Entries from a dataset:
⁂
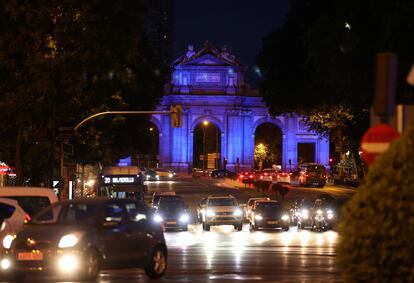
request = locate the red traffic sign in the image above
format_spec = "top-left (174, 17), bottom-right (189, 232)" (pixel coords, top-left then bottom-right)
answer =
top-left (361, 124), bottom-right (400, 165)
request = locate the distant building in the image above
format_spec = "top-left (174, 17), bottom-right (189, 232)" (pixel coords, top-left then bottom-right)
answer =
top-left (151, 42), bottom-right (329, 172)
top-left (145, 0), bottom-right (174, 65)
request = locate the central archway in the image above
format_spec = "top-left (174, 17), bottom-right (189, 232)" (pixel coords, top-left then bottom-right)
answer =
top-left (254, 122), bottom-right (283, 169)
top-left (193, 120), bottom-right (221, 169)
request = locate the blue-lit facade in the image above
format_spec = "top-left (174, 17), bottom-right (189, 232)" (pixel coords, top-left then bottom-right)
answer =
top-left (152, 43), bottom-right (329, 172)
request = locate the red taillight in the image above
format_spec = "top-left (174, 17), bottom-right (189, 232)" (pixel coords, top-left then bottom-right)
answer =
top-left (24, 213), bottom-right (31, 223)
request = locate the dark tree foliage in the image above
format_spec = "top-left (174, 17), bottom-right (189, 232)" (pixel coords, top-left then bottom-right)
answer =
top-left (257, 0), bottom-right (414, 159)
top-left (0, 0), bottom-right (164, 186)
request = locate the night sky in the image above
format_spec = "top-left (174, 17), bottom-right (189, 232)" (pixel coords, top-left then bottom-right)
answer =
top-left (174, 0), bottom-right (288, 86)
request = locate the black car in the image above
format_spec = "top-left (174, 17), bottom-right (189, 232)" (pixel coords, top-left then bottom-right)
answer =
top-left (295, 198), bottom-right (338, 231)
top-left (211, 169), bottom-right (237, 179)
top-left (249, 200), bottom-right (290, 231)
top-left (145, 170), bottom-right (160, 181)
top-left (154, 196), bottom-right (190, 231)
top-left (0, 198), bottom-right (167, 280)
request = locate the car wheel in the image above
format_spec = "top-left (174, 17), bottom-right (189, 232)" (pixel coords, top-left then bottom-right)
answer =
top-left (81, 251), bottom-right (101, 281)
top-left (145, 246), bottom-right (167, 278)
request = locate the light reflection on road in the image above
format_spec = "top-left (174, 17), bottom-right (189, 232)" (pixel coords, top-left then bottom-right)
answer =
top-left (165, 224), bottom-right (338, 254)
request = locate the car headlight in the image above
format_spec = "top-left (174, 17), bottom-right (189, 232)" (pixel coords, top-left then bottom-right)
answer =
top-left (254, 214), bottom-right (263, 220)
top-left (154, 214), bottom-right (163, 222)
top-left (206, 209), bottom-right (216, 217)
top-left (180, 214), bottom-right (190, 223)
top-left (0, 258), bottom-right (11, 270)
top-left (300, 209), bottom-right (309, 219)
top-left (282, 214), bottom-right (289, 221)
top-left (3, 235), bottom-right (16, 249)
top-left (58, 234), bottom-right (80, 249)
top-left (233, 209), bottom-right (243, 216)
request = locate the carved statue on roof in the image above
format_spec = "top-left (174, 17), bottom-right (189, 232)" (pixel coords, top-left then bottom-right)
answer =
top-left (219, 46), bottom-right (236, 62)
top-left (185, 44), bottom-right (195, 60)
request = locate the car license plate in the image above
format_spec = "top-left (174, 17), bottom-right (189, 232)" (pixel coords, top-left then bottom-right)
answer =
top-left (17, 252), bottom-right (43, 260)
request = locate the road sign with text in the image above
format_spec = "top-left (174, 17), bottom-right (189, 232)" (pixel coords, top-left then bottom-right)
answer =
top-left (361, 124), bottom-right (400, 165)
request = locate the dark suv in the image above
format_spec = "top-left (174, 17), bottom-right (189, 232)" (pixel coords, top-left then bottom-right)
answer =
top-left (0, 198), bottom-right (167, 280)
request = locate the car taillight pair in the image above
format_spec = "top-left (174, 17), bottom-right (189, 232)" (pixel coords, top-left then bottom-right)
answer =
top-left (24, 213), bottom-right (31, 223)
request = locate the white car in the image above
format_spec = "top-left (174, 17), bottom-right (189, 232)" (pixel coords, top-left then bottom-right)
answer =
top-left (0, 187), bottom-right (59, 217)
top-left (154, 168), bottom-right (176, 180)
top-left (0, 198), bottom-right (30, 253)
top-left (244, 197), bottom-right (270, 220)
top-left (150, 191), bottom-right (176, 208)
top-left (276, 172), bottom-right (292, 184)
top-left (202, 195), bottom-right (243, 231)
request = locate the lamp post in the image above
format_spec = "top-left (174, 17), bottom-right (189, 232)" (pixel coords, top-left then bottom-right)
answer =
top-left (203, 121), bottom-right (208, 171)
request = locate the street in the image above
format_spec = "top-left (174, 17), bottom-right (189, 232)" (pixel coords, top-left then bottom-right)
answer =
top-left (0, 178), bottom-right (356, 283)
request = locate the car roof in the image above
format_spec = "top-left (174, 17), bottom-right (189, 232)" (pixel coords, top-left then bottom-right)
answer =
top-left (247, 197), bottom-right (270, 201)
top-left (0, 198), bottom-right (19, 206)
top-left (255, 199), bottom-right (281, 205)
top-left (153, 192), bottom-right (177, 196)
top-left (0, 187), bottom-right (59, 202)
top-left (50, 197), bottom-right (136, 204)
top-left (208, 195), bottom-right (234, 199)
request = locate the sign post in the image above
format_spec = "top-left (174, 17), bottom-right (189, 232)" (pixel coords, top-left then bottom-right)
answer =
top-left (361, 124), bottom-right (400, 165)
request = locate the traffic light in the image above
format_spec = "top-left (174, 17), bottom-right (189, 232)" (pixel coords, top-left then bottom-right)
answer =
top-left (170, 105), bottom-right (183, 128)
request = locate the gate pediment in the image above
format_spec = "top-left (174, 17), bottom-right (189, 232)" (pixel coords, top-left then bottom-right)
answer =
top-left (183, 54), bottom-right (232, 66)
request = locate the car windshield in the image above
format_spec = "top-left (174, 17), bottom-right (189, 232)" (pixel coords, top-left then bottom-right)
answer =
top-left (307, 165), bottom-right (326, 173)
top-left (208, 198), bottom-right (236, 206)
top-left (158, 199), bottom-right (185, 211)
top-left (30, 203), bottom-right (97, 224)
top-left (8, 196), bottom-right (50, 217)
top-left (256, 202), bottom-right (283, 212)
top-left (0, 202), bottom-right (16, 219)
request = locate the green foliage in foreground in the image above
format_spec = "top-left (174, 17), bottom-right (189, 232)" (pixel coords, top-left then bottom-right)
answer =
⁂
• SHORT EXERCISE:
Copy out every line of the material above exactly, skipping the pictures.

• COMPLETE ANSWER:
request = locate the red traffic sign in the image above
format_spec = "top-left (174, 17), bottom-right (189, 232)" (pixel coords, top-left then bottom-right)
answer =
top-left (361, 124), bottom-right (400, 165)
request = locate the distant building in the image above
format_spec = "top-left (174, 17), bottom-right (189, 232)" (pixel coords, top-left then bottom-right)
answer =
top-left (151, 42), bottom-right (329, 172)
top-left (145, 0), bottom-right (174, 65)
request = locate the central archway in the image above
format_spec = "top-left (174, 17), bottom-right (189, 232)" (pixel coords, top-left then bottom-right)
answer =
top-left (254, 122), bottom-right (283, 169)
top-left (193, 120), bottom-right (221, 169)
request = locate the blue-lit facade in the image above
format_spec = "top-left (174, 17), bottom-right (189, 232)" (pixel coords, top-left then bottom-right)
answer =
top-left (152, 43), bottom-right (329, 172)
request = locate the red taillight in the image above
format_spec = "top-left (174, 17), bottom-right (189, 232)" (pixel coords, top-left then bottom-right)
answer =
top-left (24, 213), bottom-right (31, 223)
request = locate the dark tree foliage in the image above
format_spec = "top-left (174, 17), bottom-right (189, 232)" (pixel coords, top-left then bottom-right)
answer =
top-left (257, 0), bottom-right (414, 159)
top-left (0, 0), bottom-right (164, 186)
request = locate the night sky in the image above
format_spec = "top-left (174, 17), bottom-right (189, 232)" (pixel coords, top-left then bottom-right)
answer =
top-left (174, 0), bottom-right (288, 86)
request = locate the black car in the image above
format_spec = "top-left (174, 17), bottom-right (189, 232)" (pixel coords, top-left then bottom-right)
answer =
top-left (295, 198), bottom-right (338, 231)
top-left (211, 169), bottom-right (237, 179)
top-left (249, 200), bottom-right (290, 231)
top-left (145, 170), bottom-right (160, 181)
top-left (154, 196), bottom-right (190, 231)
top-left (0, 198), bottom-right (167, 280)
request = locate the car wheel in the image above
format_spec = "top-left (174, 17), bottom-right (189, 232)" (pixel coords, top-left then bottom-right)
answer =
top-left (81, 251), bottom-right (101, 281)
top-left (145, 246), bottom-right (167, 278)
request = locate the light reflection on road in the image above
format_spec = "top-left (174, 17), bottom-right (189, 232)" (pixel coords, top-left then bottom-right)
answer =
top-left (165, 224), bottom-right (338, 254)
request = locate the car headlight in the image above
format_spec = "top-left (174, 17), bottom-right (189, 232)" (pixel coords, top-left then bottom-right)
answer =
top-left (254, 214), bottom-right (263, 220)
top-left (154, 214), bottom-right (163, 222)
top-left (206, 209), bottom-right (216, 217)
top-left (180, 214), bottom-right (190, 223)
top-left (0, 258), bottom-right (11, 270)
top-left (300, 209), bottom-right (309, 219)
top-left (282, 214), bottom-right (289, 221)
top-left (3, 235), bottom-right (16, 249)
top-left (58, 234), bottom-right (80, 249)
top-left (233, 209), bottom-right (243, 216)
request = locate the carved statue on roof in the image above
format_spec = "top-left (174, 17), bottom-right (189, 232)" (pixel coords, top-left then bottom-right)
answer =
top-left (219, 46), bottom-right (236, 62)
top-left (185, 44), bottom-right (195, 60)
request = locate the car license plate in the image above
format_spec = "top-left (174, 17), bottom-right (189, 232)" (pixel coords, top-left then bottom-right)
answer =
top-left (17, 252), bottom-right (43, 260)
request = locate the road sign with text in the image above
format_spec = "top-left (174, 17), bottom-right (189, 232)" (pixel coords, top-left then bottom-right)
answer =
top-left (361, 124), bottom-right (400, 165)
request = locate the dark suv in the image above
format_spec = "top-left (174, 17), bottom-right (189, 232)" (pixel coords, top-left then bottom-right)
answer =
top-left (0, 198), bottom-right (167, 280)
request = locate the car taillight pair in the image above
format_spec = "top-left (174, 17), bottom-right (189, 232)" (pixel coords, top-left then bottom-right)
answer =
top-left (24, 213), bottom-right (31, 223)
request = locate the white car in the image above
format_spec = "top-left (174, 17), bottom-right (189, 232)" (pixel coords, top-left then bottom-right)
answer =
top-left (0, 187), bottom-right (59, 217)
top-left (154, 168), bottom-right (176, 180)
top-left (0, 198), bottom-right (30, 253)
top-left (244, 197), bottom-right (270, 220)
top-left (150, 191), bottom-right (176, 208)
top-left (276, 172), bottom-right (292, 184)
top-left (202, 195), bottom-right (243, 231)
request = locate the lamp post in the image above
format_spec = "top-left (174, 17), bottom-right (189, 232)" (pixel coords, top-left then bottom-right)
answer =
top-left (203, 121), bottom-right (208, 171)
request = locate the street in the image above
format_spec = "top-left (174, 17), bottom-right (189, 232)" (pixel coords, top-left then bottom-right)
answer =
top-left (0, 178), bottom-right (356, 283)
request = locate the car roof in the image above
format_spec = "top-left (174, 17), bottom-right (189, 232)" (pixel coords, top-left then bottom-right)
answer =
top-left (247, 197), bottom-right (270, 201)
top-left (0, 198), bottom-right (19, 206)
top-left (255, 199), bottom-right (281, 205)
top-left (153, 192), bottom-right (177, 196)
top-left (0, 187), bottom-right (59, 202)
top-left (50, 197), bottom-right (136, 204)
top-left (208, 195), bottom-right (234, 199)
request = locate the sign post in the image above
format_spec = "top-left (174, 17), bottom-right (189, 232)" (pixel coords, top-left then bottom-right)
answer =
top-left (361, 124), bottom-right (400, 165)
request = locate the traffic light in the image above
format_spec = "top-left (174, 17), bottom-right (189, 232)" (pixel coords, top-left then bottom-right)
answer =
top-left (170, 105), bottom-right (183, 128)
request = locate the gate pediment in the image above
format_spec = "top-left (174, 17), bottom-right (189, 232)" (pixel coords, top-left then bottom-right)
answer =
top-left (183, 54), bottom-right (232, 66)
request = locate the car windshield in the image above
format_spec = "top-left (174, 17), bottom-right (189, 232)" (pixel coords, top-left then bottom-right)
answer =
top-left (307, 165), bottom-right (326, 173)
top-left (208, 198), bottom-right (236, 206)
top-left (158, 199), bottom-right (185, 211)
top-left (30, 203), bottom-right (97, 224)
top-left (8, 196), bottom-right (50, 217)
top-left (256, 202), bottom-right (283, 212)
top-left (0, 202), bottom-right (16, 219)
request = locate the green foliage in foreground in the image above
format_spec = "top-left (174, 17), bottom-right (189, 232)" (pixel coords, top-left then bottom-right)
answer =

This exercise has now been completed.